EXERCISE DESCRIPTION =>
In the copy, keep every line below as it is and leave out the pictures.

PROVIDED DATA =>
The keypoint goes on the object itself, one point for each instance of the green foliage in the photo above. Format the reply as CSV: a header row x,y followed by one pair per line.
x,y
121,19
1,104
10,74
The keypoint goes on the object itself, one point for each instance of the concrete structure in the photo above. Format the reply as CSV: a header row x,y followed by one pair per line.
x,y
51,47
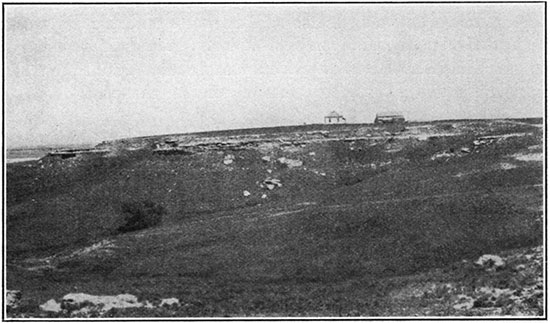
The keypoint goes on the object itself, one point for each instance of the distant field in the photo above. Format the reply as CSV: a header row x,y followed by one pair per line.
x,y
356,223
14,155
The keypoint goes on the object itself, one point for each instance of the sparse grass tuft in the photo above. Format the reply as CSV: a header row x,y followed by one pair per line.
x,y
141,215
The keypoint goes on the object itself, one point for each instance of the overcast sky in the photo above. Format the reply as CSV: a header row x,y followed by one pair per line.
x,y
88,73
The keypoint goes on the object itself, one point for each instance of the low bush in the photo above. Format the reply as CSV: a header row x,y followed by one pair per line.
x,y
141,215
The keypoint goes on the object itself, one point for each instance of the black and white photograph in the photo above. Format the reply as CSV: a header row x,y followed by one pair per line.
x,y
274,161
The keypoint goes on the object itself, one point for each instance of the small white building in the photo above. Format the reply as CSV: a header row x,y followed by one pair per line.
x,y
334,117
389,117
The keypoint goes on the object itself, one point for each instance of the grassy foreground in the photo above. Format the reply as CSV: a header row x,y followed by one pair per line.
x,y
353,225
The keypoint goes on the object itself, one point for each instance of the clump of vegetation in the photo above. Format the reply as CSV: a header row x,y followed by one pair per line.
x,y
141,215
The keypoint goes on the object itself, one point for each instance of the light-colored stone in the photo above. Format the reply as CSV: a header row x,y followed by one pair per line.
x,y
169,302
490,262
13,299
228,159
51,306
290,163
76,301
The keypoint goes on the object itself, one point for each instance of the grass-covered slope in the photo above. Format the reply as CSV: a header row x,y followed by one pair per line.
x,y
331,241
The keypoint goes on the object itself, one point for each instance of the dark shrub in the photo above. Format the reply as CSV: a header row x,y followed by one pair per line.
x,y
141,215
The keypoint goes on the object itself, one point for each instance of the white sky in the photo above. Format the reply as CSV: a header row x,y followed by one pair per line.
x,y
87,73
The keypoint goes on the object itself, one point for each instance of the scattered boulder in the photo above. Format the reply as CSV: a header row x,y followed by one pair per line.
x,y
465,302
290,163
13,299
77,301
228,159
490,262
51,306
442,155
168,302
271,183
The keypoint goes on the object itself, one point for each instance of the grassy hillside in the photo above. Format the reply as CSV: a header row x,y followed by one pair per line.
x,y
330,242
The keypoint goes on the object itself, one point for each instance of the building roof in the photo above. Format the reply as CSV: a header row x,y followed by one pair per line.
x,y
334,114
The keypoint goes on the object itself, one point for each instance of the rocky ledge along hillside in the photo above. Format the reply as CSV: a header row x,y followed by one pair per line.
x,y
301,135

OUTPUT =>
The keypoint goes on the object itself, one point for each instance of the green foliage in the photo above. Format the reply as CSV: a header row x,y followed by one pair per line.
x,y
121,19
1,104
10,74
The keypoint goes on the object itself, one point for each instance of the concrete structure in the photo above. Format the reply as CSV: a header row x,y followed by one pair per line.
x,y
51,47
The keypoint goes on the object itself, one point for each instance of the distant field in the photo above. Format the reply as CSV: a header row x,y followed by one pair per line.
x,y
356,223
14,155
The keypoint goes on the object itself, one point for each instance of the sparse grass tuft in the photo above. Format the reply as CSV: a header row x,y followed by one pair per line.
x,y
141,215
The keypoint goes on the object itself, one point for each instance of the overcast sky in the photo above. Format the reply as CSV: a header row x,y followed by one pair per line.
x,y
88,73
The keypoint goes on the object itself, one point for each instance of the low bush in the photo above. Format the reply as CSV: a header row x,y followed by one pair per line.
x,y
141,215
The keypoint goes on the object itself, one point for each instance of the black and white photograph in the photo above. Format the reply as CSV: a header row x,y followed by one pair per line.
x,y
274,161
The keypoint goes on the object itself, one point for each instance of the small white building in the photo above. Format the reply as CSV: a header row x,y followed by one pair per line.
x,y
334,117
389,117
The keypoint goes on the object itself, one point for each instance of the grassy foreground in the photo above. Format the reply as CSV: a header row x,y followed by one pair per line.
x,y
353,225
The keypoint goes on the object itself, one point for each instance of the clump of vegetation in the photo above. Format the reply as CSV: a header row x,y followed by one pair per line.
x,y
141,215
The keypoint goes on the object itself, one point for each instance of the light-colored stone in the photo above. Format the reply as CSV: a header row x,y followed by one pair per line.
x,y
169,302
490,262
13,299
228,159
51,306
290,163
76,301
The keypoint goes on the object itself, one point for each instance of the grass-covered slope in the photo above. Format the reply as CSV: a header row x,y followed by one pair per line.
x,y
331,241
The keypoint goes on the object itself, one point for each instance of the dark shrub in the photo above. Format the reply as CSV: a header row x,y followed by one pair per line.
x,y
141,215
The keypoint goes on the object itself, one point for each instance of the white sky in the photo above. Format the reply as CSV: a header row x,y followed by one pair per line.
x,y
87,73
The keypoint goes on the object itself, one point for each instance of the scattered boulder in the photo above. Format the reply as CSV: a header row x,y followed by one pair per line.
x,y
465,302
290,163
13,299
77,301
228,159
490,262
51,306
442,155
168,302
271,183
The keypoint goes on the object itself, one point for each instance of the grassy hillside in the photo above. Format the reply as CSV: a header row x,y followed by one pair per line.
x,y
330,242
The keypoint goes on the object itself, one point for each instance of the building roof in the photo above. Format the reply as CSV: a header row x,y followed by one pair per line.
x,y
334,114
The keypoint goes on the object itself, one point for each instance of the rocky ledge along hillside in the photo above. Format the reply as CSV: a header row x,y followed by one pair per line.
x,y
301,135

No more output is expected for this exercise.